■ Records for processing
▬▬▬▬▬▬

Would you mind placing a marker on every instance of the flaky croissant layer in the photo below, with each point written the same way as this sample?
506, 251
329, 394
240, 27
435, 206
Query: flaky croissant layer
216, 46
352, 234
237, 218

▬▬▬▬▬▬

■ Aim
Rewrite every line of the records above as one numbered list, skipping any blank lines.

■ Response
1. Would you mind placing a marker on every instance of the flaky croissant layer in the photo below, with each point written the same way as this sample?
2. 506, 251
3. 329, 394
4. 240, 27
5. 435, 206
6. Query: flaky croissant layer
7. 216, 46
8. 352, 234
9. 237, 218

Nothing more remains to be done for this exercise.